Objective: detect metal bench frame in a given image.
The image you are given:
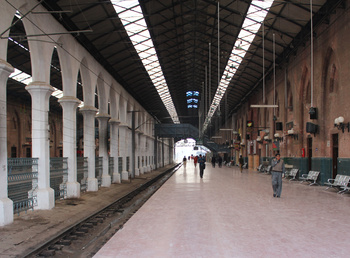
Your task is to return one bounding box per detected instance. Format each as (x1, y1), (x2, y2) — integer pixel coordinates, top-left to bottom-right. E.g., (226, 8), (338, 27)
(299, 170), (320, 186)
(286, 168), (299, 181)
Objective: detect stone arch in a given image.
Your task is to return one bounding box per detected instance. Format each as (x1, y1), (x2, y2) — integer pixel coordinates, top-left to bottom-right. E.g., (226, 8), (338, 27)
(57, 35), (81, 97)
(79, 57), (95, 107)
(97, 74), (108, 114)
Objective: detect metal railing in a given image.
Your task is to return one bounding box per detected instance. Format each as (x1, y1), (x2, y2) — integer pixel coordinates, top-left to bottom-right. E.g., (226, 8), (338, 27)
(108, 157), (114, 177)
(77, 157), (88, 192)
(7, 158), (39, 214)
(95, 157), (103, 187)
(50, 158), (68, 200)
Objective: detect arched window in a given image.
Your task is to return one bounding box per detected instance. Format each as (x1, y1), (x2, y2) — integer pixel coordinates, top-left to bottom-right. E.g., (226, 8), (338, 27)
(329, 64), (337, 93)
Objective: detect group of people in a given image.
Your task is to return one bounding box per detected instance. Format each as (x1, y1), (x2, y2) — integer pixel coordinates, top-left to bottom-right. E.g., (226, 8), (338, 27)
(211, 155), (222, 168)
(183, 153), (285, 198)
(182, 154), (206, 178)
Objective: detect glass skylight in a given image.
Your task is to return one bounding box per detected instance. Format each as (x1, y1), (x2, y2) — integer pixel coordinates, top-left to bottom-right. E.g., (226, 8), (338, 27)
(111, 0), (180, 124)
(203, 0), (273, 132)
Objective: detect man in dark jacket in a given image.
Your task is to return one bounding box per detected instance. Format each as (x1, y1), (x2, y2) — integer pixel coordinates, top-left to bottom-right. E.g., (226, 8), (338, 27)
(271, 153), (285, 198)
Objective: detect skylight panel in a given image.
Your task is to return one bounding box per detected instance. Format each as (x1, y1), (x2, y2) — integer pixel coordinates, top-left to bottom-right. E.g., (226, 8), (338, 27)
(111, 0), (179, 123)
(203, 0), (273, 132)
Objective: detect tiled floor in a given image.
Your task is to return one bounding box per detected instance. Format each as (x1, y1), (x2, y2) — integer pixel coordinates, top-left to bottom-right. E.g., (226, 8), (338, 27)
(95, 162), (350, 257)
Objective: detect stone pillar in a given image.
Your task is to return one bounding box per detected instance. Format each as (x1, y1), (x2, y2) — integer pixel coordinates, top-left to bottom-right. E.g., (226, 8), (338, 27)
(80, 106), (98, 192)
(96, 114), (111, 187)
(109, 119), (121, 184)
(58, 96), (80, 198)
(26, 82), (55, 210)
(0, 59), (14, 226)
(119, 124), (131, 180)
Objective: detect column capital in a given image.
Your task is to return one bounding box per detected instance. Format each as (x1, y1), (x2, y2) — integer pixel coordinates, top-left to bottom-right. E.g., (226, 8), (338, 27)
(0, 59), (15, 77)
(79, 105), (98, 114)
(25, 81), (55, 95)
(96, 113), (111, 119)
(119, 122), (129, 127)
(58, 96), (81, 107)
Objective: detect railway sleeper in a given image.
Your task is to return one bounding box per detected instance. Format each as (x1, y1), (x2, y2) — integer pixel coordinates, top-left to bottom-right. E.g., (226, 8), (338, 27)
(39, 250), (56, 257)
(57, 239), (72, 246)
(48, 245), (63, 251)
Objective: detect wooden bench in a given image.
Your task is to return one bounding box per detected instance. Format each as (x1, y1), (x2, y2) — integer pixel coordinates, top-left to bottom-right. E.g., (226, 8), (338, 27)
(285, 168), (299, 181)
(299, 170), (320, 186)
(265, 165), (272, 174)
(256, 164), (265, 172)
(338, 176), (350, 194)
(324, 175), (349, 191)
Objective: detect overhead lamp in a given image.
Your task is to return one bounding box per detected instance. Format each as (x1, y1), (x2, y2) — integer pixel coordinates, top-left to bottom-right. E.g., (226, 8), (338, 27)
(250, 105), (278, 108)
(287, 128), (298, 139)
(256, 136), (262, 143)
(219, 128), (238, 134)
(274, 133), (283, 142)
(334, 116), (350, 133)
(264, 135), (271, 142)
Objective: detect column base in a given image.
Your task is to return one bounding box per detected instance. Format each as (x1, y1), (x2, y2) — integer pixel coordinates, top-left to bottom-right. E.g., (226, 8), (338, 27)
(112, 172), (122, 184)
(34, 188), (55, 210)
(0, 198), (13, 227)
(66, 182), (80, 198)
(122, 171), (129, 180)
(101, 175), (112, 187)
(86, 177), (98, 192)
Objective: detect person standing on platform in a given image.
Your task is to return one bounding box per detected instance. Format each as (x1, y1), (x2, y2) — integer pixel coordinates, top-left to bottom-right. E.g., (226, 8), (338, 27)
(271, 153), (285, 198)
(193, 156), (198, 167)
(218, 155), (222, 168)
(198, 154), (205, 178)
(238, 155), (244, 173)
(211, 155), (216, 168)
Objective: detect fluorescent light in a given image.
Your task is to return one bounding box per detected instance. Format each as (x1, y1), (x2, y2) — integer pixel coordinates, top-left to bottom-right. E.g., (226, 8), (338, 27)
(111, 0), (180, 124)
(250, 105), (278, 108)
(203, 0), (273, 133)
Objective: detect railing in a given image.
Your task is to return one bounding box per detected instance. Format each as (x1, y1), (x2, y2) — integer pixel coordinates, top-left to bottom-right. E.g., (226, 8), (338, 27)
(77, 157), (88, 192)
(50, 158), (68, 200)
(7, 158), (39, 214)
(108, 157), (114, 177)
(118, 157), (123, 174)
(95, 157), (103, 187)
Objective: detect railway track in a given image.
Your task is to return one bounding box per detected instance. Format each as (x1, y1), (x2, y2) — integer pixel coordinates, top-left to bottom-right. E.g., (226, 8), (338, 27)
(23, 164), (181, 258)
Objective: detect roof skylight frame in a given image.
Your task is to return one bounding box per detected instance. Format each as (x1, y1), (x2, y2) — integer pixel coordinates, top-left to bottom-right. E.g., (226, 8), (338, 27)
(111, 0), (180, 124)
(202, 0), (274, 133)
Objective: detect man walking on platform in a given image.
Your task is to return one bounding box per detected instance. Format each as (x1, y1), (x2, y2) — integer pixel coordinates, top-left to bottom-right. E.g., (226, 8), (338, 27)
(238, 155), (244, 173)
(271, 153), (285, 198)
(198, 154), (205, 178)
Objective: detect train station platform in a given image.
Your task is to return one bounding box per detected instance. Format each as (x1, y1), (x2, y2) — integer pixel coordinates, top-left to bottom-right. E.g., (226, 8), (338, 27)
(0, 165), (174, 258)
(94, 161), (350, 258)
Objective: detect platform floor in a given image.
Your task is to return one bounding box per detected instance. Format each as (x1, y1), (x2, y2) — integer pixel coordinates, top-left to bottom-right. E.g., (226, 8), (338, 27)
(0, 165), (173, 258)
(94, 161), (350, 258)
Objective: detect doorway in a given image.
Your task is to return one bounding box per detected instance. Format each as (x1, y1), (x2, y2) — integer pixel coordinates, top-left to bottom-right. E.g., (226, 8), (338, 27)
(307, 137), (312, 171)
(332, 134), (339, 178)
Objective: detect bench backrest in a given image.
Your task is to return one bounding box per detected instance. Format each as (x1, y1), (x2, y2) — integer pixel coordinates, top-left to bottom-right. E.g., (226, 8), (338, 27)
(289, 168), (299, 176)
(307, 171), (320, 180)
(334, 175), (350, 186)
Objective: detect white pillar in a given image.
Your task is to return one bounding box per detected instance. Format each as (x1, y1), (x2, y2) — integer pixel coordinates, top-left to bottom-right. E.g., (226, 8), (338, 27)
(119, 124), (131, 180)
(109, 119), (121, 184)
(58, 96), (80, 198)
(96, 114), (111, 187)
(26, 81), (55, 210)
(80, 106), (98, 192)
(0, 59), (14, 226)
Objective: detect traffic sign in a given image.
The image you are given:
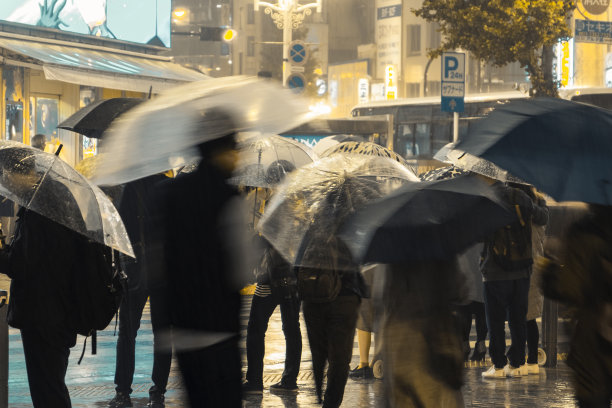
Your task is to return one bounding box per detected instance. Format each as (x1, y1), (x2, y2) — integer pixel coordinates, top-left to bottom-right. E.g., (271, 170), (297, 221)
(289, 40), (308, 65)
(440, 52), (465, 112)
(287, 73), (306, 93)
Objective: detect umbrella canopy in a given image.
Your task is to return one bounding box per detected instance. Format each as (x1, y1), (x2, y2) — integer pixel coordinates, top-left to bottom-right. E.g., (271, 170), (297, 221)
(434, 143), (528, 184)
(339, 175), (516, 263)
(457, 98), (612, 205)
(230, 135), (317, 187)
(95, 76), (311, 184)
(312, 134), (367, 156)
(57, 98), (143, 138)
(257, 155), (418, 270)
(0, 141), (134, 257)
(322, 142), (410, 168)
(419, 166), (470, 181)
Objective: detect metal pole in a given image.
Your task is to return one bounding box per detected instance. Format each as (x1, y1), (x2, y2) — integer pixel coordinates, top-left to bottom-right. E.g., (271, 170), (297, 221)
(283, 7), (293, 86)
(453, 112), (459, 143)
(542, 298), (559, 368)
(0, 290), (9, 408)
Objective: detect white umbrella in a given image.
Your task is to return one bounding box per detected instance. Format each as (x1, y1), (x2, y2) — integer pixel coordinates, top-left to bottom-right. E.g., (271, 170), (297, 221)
◇ ◇ ◇
* Directive *
Copy every line of the rows above, from the line containing "Objective: detect wooden" up to and including the line containing "(264, 135), (271, 142)", and add -105 to each coordinate in the bounding-box answers. Leave all other lines unchanged, including their sample coordinates.

* Full answer *
Objective: detect wooden bench in a given image.
Your task is to return one bounding box per detected instance. Format each as (x1, y1), (x2, y2) — integer pixel coordinates, top-left to bottom-right. E.g., (226, 8), (338, 27)
(180, 63), (194, 76)
(194, 65), (215, 81)
(160, 60), (167, 69)
(151, 59), (160, 67)
(233, 71), (245, 89)
(219, 70), (244, 86)
Objective: detect overhead lamp in a given image.
Your task is to return one bounding box per detected instance. Format each as (x1, y1), (x2, y2) — integer pixel coordinates, top-left to bottom-right. E.g., (226, 8), (338, 27)
(145, 0), (173, 3)
(182, 23), (193, 34)
(151, 31), (157, 38)
(114, 23), (133, 29)
(169, 28), (178, 37)
(229, 11), (245, 28)
(159, 30), (166, 37)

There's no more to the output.